(EXERCISE BRIEF) Extract the full listing below without altering a single character.

[Point annotation dataset records]
[Begin]
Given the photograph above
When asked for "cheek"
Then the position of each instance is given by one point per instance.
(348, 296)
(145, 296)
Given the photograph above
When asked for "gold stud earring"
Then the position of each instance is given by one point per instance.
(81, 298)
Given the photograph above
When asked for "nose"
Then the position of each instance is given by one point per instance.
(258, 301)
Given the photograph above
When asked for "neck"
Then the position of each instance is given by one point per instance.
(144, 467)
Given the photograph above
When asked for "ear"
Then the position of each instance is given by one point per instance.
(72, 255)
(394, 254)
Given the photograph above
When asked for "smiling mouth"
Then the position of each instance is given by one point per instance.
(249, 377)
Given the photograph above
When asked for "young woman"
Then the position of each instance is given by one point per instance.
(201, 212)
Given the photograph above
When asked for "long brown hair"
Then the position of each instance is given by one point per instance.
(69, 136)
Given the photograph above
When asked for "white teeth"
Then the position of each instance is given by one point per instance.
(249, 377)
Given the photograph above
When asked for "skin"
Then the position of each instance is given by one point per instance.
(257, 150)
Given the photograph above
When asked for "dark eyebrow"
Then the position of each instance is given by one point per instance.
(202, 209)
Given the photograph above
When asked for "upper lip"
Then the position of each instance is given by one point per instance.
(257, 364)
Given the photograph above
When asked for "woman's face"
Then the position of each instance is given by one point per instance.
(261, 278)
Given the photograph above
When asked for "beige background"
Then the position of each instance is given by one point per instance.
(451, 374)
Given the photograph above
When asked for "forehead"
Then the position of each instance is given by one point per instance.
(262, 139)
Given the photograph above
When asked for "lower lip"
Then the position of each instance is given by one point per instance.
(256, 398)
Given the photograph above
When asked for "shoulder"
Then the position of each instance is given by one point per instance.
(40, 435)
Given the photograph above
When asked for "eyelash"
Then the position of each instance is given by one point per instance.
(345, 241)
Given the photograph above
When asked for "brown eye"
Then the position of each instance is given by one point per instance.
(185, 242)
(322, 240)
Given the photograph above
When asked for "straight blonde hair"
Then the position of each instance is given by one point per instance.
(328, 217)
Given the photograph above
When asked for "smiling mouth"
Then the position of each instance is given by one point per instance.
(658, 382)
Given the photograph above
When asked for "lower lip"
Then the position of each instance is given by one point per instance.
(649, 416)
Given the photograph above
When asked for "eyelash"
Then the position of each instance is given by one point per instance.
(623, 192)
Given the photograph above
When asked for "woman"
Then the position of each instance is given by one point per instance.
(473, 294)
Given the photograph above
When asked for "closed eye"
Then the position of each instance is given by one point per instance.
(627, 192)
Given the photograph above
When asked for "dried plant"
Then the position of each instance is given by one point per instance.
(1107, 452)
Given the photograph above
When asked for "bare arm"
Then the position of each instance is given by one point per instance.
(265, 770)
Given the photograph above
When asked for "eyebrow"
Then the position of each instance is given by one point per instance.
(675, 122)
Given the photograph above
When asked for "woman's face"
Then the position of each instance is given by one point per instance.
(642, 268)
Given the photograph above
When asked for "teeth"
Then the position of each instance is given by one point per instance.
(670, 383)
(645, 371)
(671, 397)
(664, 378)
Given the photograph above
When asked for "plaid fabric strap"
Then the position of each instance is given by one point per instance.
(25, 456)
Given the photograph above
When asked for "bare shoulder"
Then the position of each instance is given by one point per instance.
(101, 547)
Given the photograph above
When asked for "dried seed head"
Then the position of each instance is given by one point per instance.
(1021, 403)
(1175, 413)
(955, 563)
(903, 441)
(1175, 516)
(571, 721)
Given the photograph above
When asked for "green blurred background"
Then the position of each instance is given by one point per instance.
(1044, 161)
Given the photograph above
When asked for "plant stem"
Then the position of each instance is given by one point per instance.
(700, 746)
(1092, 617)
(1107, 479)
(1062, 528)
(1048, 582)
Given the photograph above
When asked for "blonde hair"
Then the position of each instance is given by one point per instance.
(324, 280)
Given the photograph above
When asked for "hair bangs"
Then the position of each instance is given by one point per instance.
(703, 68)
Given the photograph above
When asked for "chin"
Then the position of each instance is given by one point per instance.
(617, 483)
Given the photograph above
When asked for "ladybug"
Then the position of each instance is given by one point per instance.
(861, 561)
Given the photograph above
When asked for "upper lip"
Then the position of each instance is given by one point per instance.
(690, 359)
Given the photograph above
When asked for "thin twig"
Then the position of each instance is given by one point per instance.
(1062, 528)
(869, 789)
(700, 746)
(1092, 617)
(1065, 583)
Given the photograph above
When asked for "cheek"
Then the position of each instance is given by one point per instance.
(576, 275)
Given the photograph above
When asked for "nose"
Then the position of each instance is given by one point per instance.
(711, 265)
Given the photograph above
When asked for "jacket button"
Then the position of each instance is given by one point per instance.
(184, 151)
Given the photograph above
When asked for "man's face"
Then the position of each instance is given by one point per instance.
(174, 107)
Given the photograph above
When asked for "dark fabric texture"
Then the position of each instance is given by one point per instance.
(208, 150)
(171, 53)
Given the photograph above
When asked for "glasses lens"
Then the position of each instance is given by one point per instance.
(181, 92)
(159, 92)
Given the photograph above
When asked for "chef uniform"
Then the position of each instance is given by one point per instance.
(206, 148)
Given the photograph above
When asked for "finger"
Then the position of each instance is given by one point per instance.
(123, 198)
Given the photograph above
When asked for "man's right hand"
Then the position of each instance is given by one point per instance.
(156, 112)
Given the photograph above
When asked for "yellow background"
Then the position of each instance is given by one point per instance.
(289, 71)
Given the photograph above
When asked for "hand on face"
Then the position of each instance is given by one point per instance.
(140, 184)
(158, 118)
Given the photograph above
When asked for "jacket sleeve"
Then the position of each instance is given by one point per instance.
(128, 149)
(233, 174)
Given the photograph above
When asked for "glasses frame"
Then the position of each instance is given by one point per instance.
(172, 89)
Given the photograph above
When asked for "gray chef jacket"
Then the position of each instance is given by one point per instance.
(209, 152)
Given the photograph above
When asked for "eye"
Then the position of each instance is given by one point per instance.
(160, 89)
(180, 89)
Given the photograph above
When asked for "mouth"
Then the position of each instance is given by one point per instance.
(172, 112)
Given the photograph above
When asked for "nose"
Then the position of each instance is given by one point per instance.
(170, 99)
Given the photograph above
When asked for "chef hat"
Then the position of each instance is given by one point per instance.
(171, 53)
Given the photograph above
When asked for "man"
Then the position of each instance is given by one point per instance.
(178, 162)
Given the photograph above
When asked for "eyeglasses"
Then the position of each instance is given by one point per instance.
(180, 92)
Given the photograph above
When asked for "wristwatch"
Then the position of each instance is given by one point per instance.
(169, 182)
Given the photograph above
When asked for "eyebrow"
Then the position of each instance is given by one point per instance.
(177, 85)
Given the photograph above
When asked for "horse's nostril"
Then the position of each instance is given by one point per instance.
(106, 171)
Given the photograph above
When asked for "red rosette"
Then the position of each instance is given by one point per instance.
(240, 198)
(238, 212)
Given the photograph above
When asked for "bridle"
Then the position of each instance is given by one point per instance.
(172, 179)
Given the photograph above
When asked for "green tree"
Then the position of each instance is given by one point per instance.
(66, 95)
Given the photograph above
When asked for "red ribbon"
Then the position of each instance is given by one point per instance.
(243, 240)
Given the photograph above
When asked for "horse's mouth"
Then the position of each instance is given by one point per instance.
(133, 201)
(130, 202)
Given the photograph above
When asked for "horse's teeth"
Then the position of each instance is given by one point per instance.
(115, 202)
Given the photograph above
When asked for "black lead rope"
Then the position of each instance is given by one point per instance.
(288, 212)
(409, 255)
[End]
(WRITTEN RESPONSE)
Given the photograph above
When asked for "cheek"
Then the position of each instance is given by one point per instance.
(348, 296)
(145, 296)
Given the photograph above
When asked for "gold stud earring"
Then the position of each instance is given by one point per instance.
(81, 298)
Given the photograph above
When asked for "nose"
Then the position of each instance is given by one point per instance.
(258, 301)
Given the photograph above
When asked for "neck"
Then the position of each instance is given by one point per instance.
(144, 467)
Given the photograph above
When asked for "ear"
Then the position of each instance is given by one point per instance.
(72, 255)
(394, 254)
Given the photograph above
When asked for "smiling mouth"
Then the position of each instance is given by one point per instance.
(249, 377)
Given the photograph above
When asked for "young woman"
Then the position of each instance is given by one point per instance.
(201, 212)
Given the photograph above
When asked for "long brown hair"
Then the position of each instance is given by one point per instance.
(69, 136)
Given the photograph above
When asked for "white teeth"
Then the position of each instance is given by one point per instance.
(249, 377)
Given the photograph above
When asked for "skin"
Then the position of each instance is given by one point per instance.
(257, 150)
Given the photograph above
When asked for "dark eyebrow"
Then the position of each instance is given by one point per instance.
(202, 209)
Given the photograph above
When asked for "upper lip"
Then the position of each instance is given by one point per instance.
(257, 364)
Given the photograph above
When asked for "woman's face"
Then the position of each instance is given by one point per instance.
(261, 278)
Given the photograph above
When asked for "beige background"
Then the position of each instance is given by one point per instance.
(451, 374)
Given the photograph above
When asked for "forehead"
Then the position of each instance is given by one point per instance.
(262, 139)
Given the photograph above
When asked for "lower lip"
Then the position of each instance is given by one point per instance.
(256, 398)
Given the photograph above
When asked for "shoulder"
Then the position of each instance is given by one point per instance.
(40, 435)
Given the photograph above
When asked for "eyelash"
Then the position of each instance is given by one point per instance.
(345, 241)
Given the photograph above
When asked for "brown eye"
Then the position of each instance is given by one point per instance.
(185, 242)
(322, 240)
Given the photograph above
When asked for "straight blonde hair"
Then the position of each instance is given by one point per instance.
(328, 217)
Given the photograph above
When asked for "smiling mouth"
Then the position of each instance is given by one point per instance.
(658, 382)
Given the photograph above
When asked for "lower lip"
Then the position of each instance is given by one point per instance.
(649, 416)
Given the photograph above
When asked for "eyelash"
Then the position of each instance is given by one point per instance.
(623, 192)
Given the photograph above
When asked for "woman"
Then the position of each instance is given by one point per instance.
(473, 294)
Given the photograph above
When asked for "closed eye"
Then the position of each instance is given by one point per instance.
(627, 192)
Given the photograph above
When asked for "dried plant"
Then the position of each instance is given by one point per instance.
(1107, 452)
Given the photograph above
When asked for "bare arm"
Then the position of each instance is given by one point per instance.
(265, 770)
Given the photograph above
When asked for "eyebrow"
Then the position of each instance is given by one point per instance.
(675, 122)
Given the photograph above
When asked for "woman's face"
Then the position of each instance is given by one point per instance.
(642, 268)
Given the photograph above
When asked for "teeth"
Then the position of each instance is given by one point per instance.
(670, 383)
(645, 371)
(671, 397)
(664, 378)
Given the photograph above
When asked for "plaid fabric strap"
Then the position of each instance is given by one point per instance.
(25, 456)
Given the photograph above
When asked for "bare shoulder"
Then the position of each instance is given by one point per instance.
(101, 547)
Given the photograph above
When asked for "dried seed head"
Then the position of each instance is given by one point per instance.
(1021, 403)
(1175, 413)
(955, 563)
(903, 441)
(1175, 516)
(571, 721)
Given the photograph above
When asked for "green blurred background"
Then the position of each instance is given by one point per instance.
(1044, 161)
Given the photograph above
When asked for "plant stem"
Then the position of each instance is given by one point per instance.
(700, 746)
(1092, 617)
(1107, 479)
(1062, 528)
(1048, 582)
Given the photograph above
When asked for "blonde hair"
Then the position of each instance is given by one point per instance.
(324, 280)
Given the photograph above
When asked for "hair bangs"
Then the position of each instance is given by one point per instance.
(703, 68)
Given the photograph above
When asked for "chin"
Then the position of each instance is given by one point per instance.
(617, 483)
Given the photograph above
When asked for "ladybug"
Then the position of each instance is given by one point per instance.
(861, 561)
Given the photograph above
When asked for "upper lip"
Then the position of each instance is given by one point per instance.
(690, 359)
Given the photograph above
When asked for "thin twig"
Then the position of each instance is given by one point per instance.
(1062, 528)
(869, 789)
(700, 746)
(1092, 617)
(1065, 583)
Given the photograph above
When asked for "cheek"
Then the position of each instance is given by one point per instance.
(576, 275)
Given the photograph above
When asked for "nose"
Then the position of each instance is given by one point per instance.
(711, 265)
Given the photograph above
When asked for "jacket button"
Then the position of each instance is given by one point per instance.
(184, 151)
Given the photograph above
When asked for "man's face"
Then the position of each instance is given by one point per instance.
(174, 107)
Given the photograph above
When asked for "dark fabric texture"
Then the position of each instance is given by one point per instance.
(208, 150)
(171, 53)
Given the photograph above
When asked for "glasses lens"
Then the position of each instance is given by one point per instance.
(181, 92)
(159, 92)
Given the photograph above
When asked for "chef uniform"
Then the position of each instance is given by one point per instance.
(206, 148)
Given the photograph above
When asked for "finger"
Then the position of each instance is given by one point per instance.
(123, 198)
Given the photograph above
When asked for "man's right hand"
Then the position of each instance is given by one point per instance.
(156, 112)
Given the photograph above
When asked for "yellow background"
Then the position of each instance is given by one point per instance.
(289, 71)
Given the photograph above
When asked for "hand on face"
Then the position of each instance is given by one point per instance.
(140, 184)
(158, 118)
Given the photograph above
When asked for "jacket sleeve"
Then the position of each instance is given by one point per instance.
(128, 149)
(233, 174)
Given the photograph above
When asked for "glasses frame"
Then the position of each instance is given by one point per instance.
(172, 89)
Given the photograph above
When asked for "gray chef jacket"
Then the position of each instance is given by one point per instance.
(209, 152)
Given the photograph above
When asked for "eye"
Then the position of each instance is given by one point per instance.
(160, 89)
(180, 89)
Given the photograph above
When asked for "mouth"
Then the position of each instance is given by one point per instance.
(172, 112)
Given the photograph above
When asked for "nose"
Then the position of each instance is given by one point per instance.
(170, 99)
Given the photograph above
When asked for "chef hat"
Then the position of each instance is given by one point per instance.
(171, 53)
Given the photograph above
When asked for "man"
Then the position of each instance is given by one point per instance.
(178, 162)
Given the photograph above
When asked for "eyeglasses"
Then the position of each instance is given by one point per instance.
(180, 92)
Given the photograph above
When asked for "wristwatch"
Then the position of each instance is given by one point per instance.
(169, 182)
Given the photograph above
When asked for "eyebrow"
Then the position of each instance is given by one point per instance.
(177, 85)
Given the photograph above
When asked for "horse's nostril"
Then the position of each instance is given by one point per instance.
(106, 171)
Given the photograph above
When asked for "red rosette"
Then the position of each instance is given by one point per instance.
(240, 198)
(238, 212)
Given the photograph above
When asked for "bridle"
Then the position of each instance is given by one point per instance.
(172, 179)
Given the photograph above
When asked for "green tree"
Then the position of each instance is given by one point per instance.
(66, 95)
Given the photograph above
When asked for "red ribbon"
Then the position of each instance is given by one point per instance.
(243, 240)
Given the photograph above
When asked for "horse's mouth"
Then the position of each instance is given by one point per instance.
(133, 201)
(130, 202)
Given the photograph above
When asked for "horse's teeth"
Then the position of each instance is given by one point per instance.
(115, 202)
Given the photograph above
When asked for "black lead rope"
Then the position of each instance is given by one point per instance.
(288, 212)
(409, 255)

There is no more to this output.